• [Required action]
Everything in the data below is left aside except the lines from the one containing "the sneaker, which" through the one containing "Look at the photo above. For every instance of the green"; repeat those exactly.

[[ Recorded data, beginning ]]

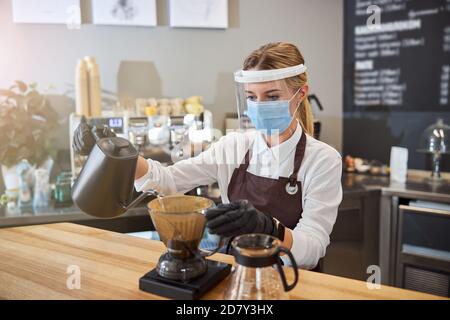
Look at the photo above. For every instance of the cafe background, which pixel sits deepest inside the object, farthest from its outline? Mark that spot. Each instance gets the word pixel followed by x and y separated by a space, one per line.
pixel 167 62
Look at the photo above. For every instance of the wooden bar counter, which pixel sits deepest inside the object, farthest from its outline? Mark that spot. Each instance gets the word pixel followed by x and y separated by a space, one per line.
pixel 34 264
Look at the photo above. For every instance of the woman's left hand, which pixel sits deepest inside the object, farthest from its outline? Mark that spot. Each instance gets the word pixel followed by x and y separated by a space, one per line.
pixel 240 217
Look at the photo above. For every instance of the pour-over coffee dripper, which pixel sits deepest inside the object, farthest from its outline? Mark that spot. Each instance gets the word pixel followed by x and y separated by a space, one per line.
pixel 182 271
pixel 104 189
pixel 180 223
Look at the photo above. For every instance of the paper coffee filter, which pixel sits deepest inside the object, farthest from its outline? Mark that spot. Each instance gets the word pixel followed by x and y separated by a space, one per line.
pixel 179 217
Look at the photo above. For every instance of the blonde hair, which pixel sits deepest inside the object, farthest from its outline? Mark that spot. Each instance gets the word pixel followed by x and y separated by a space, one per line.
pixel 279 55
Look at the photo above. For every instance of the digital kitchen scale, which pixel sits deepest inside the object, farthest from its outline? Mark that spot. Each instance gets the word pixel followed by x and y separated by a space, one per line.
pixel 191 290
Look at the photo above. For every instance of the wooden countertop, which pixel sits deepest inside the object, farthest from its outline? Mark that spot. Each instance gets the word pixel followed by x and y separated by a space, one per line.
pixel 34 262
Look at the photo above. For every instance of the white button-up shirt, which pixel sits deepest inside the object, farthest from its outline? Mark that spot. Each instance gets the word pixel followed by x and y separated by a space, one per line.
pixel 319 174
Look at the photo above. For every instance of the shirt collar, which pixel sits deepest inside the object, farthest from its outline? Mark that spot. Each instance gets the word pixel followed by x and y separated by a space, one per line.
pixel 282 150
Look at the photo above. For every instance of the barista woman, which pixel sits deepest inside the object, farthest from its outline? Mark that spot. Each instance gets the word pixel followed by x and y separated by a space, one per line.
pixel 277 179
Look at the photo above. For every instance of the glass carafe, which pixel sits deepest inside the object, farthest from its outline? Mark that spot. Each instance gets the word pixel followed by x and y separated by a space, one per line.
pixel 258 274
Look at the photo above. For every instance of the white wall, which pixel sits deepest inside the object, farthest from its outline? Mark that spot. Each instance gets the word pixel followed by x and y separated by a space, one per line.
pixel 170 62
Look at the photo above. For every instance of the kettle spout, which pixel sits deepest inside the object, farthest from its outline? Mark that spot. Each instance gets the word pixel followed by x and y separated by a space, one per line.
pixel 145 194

[[ Recorded data, end ]]
[[ Recorded data, beginning ]]

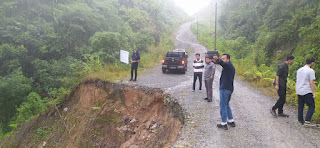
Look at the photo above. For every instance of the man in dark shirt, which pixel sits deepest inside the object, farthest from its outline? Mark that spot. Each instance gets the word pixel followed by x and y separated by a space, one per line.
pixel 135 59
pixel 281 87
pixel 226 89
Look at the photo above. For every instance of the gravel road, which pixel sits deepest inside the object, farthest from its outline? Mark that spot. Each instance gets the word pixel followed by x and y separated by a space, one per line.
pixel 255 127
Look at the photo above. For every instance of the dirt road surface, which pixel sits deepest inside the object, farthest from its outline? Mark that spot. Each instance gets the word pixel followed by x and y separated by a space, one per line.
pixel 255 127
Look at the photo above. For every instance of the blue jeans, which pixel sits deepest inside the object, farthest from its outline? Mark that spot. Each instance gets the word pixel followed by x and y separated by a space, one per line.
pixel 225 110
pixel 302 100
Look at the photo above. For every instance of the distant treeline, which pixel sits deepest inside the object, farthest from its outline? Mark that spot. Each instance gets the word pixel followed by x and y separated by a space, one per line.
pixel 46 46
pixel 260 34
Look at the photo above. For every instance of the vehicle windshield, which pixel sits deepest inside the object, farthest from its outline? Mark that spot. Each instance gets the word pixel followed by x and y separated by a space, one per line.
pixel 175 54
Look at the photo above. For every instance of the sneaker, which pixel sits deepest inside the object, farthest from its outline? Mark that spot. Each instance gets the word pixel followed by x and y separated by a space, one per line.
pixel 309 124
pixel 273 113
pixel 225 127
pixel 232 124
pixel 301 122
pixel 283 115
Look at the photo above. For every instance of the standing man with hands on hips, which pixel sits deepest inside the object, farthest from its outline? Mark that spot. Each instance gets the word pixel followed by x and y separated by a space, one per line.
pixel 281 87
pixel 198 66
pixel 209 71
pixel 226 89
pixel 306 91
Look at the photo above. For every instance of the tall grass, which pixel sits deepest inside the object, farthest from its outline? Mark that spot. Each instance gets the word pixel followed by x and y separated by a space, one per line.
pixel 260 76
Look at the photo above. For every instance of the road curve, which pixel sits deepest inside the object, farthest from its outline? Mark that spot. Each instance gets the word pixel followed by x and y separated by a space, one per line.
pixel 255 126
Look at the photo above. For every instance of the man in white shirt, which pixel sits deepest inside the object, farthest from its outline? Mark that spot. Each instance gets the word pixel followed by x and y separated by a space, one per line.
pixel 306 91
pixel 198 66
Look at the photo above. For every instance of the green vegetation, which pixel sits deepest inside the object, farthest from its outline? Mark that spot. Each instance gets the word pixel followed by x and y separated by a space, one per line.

[[ Recorded data, end ]]

• [Answer space]
Look at the photo above. For every instance of the sneaker, which pixel sits deepest inside the object, farthest from its outline? Mark that spot. Each instance gets the word pixel followed by x and y separated by a space, one per line.
pixel 309 124
pixel 273 113
pixel 225 127
pixel 232 124
pixel 301 122
pixel 283 115
Look at the photo above. For every instance of the standing man with hands on hips, which pixel sits deepest inside the object, farthest from its outline? Mark that spot. Each instance gets the word pixel followed by x and y separated by a space, one per line.
pixel 281 87
pixel 198 66
pixel 209 71
pixel 226 89
pixel 306 91
Look at the photo above. For every instance of the tall grass, which pixel sits deepest inside the object, farthest from its outline? Mark that spot. Each instance gets the word pixel followed by x and y separated by a space, one per line.
pixel 260 76
Look at the photo above. For every instance of the road curve, which pixel sits deepest inside the object, farthest from its outline? Mark that spot. Each instance gets the word pixel followed by x and y separated by a space, one per line.
pixel 255 126
Look at the photo above. For every instance of the man in white shirt, which pixel sits deepest inside the object, farthest from its outline? Mark that spot. Each instance gets the word pixel followed by x and y separated by a space, one per line.
pixel 306 91
pixel 198 66
Look at the photo above. For every instance of the green vegetation, which pixel sits deepest inside the object, farthest from its outline? Mark that spot. Each instance gets the word pixel followed by x and y separated by a space, one per line.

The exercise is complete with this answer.